§ **EXERCISE AIM**
Report each line of the material below that contains the string "logo", and copy every such line in full. Matching is case-sensitive.

Records excerpted from a collection:
------------------------------------------------------------------------
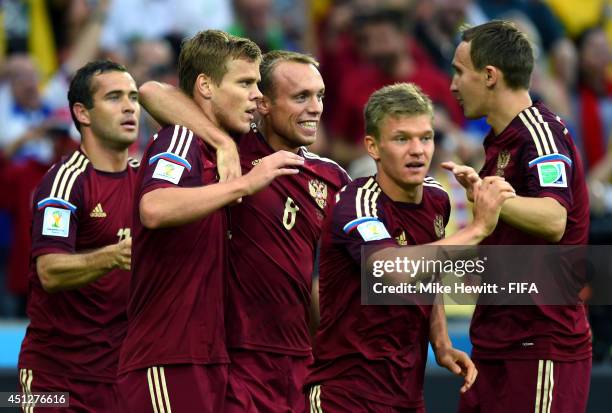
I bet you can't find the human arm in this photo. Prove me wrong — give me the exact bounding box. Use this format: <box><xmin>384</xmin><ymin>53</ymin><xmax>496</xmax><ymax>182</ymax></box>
<box><xmin>139</xmin><ymin>151</ymin><xmax>304</xmax><ymax>229</ymax></box>
<box><xmin>442</xmin><ymin>162</ymin><xmax>567</xmax><ymax>242</ymax></box>
<box><xmin>138</xmin><ymin>81</ymin><xmax>242</xmax><ymax>182</ymax></box>
<box><xmin>36</xmin><ymin>238</ymin><xmax>132</xmax><ymax>293</ymax></box>
<box><xmin>500</xmin><ymin>196</ymin><xmax>567</xmax><ymax>242</ymax></box>
<box><xmin>429</xmin><ymin>304</ymin><xmax>478</xmax><ymax>393</ymax></box>
<box><xmin>367</xmin><ymin>177</ymin><xmax>516</xmax><ymax>283</ymax></box>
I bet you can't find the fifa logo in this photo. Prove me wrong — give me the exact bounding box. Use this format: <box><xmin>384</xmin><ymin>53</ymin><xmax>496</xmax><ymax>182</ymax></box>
<box><xmin>395</xmin><ymin>231</ymin><xmax>408</xmax><ymax>246</ymax></box>
<box><xmin>434</xmin><ymin>215</ymin><xmax>445</xmax><ymax>239</ymax></box>
<box><xmin>495</xmin><ymin>150</ymin><xmax>510</xmax><ymax>177</ymax></box>
<box><xmin>51</xmin><ymin>211</ymin><xmax>62</xmax><ymax>228</ymax></box>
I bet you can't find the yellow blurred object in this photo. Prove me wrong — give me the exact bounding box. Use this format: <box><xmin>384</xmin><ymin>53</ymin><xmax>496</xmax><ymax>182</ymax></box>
<box><xmin>28</xmin><ymin>0</ymin><xmax>57</xmax><ymax>84</ymax></box>
<box><xmin>546</xmin><ymin>0</ymin><xmax>612</xmax><ymax>38</ymax></box>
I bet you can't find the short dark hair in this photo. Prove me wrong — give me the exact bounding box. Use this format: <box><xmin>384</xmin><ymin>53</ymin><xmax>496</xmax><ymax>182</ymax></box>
<box><xmin>68</xmin><ymin>60</ymin><xmax>127</xmax><ymax>131</ymax></box>
<box><xmin>259</xmin><ymin>50</ymin><xmax>319</xmax><ymax>99</ymax></box>
<box><xmin>179</xmin><ymin>30</ymin><xmax>261</xmax><ymax>96</ymax></box>
<box><xmin>461</xmin><ymin>20</ymin><xmax>535</xmax><ymax>90</ymax></box>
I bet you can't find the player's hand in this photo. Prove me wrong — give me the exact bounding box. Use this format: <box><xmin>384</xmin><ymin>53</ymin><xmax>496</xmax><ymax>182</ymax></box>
<box><xmin>440</xmin><ymin>161</ymin><xmax>481</xmax><ymax>202</ymax></box>
<box><xmin>217</xmin><ymin>140</ymin><xmax>242</xmax><ymax>182</ymax></box>
<box><xmin>474</xmin><ymin>176</ymin><xmax>516</xmax><ymax>236</ymax></box>
<box><xmin>244</xmin><ymin>151</ymin><xmax>304</xmax><ymax>195</ymax></box>
<box><xmin>436</xmin><ymin>347</ymin><xmax>478</xmax><ymax>393</ymax></box>
<box><xmin>113</xmin><ymin>238</ymin><xmax>132</xmax><ymax>271</ymax></box>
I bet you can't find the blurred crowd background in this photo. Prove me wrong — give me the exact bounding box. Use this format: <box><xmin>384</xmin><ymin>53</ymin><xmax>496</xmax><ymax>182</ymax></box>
<box><xmin>0</xmin><ymin>0</ymin><xmax>612</xmax><ymax>362</ymax></box>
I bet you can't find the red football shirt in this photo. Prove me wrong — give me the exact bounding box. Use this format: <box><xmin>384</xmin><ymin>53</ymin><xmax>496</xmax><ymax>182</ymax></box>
<box><xmin>226</xmin><ymin>132</ymin><xmax>350</xmax><ymax>356</ymax></box>
<box><xmin>19</xmin><ymin>151</ymin><xmax>137</xmax><ymax>383</ymax></box>
<box><xmin>306</xmin><ymin>177</ymin><xmax>450</xmax><ymax>408</ymax></box>
<box><xmin>119</xmin><ymin>125</ymin><xmax>228</xmax><ymax>374</ymax></box>
<box><xmin>470</xmin><ymin>103</ymin><xmax>591</xmax><ymax>361</ymax></box>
------------------------------------------------------------------------
§ **EXERCISE ANSWER**
I bet you can't find the fifa logo in this photo. Prove me wrong — give me the exact bounding box. Use this format: <box><xmin>384</xmin><ymin>53</ymin><xmax>496</xmax><ymax>182</ymax></box>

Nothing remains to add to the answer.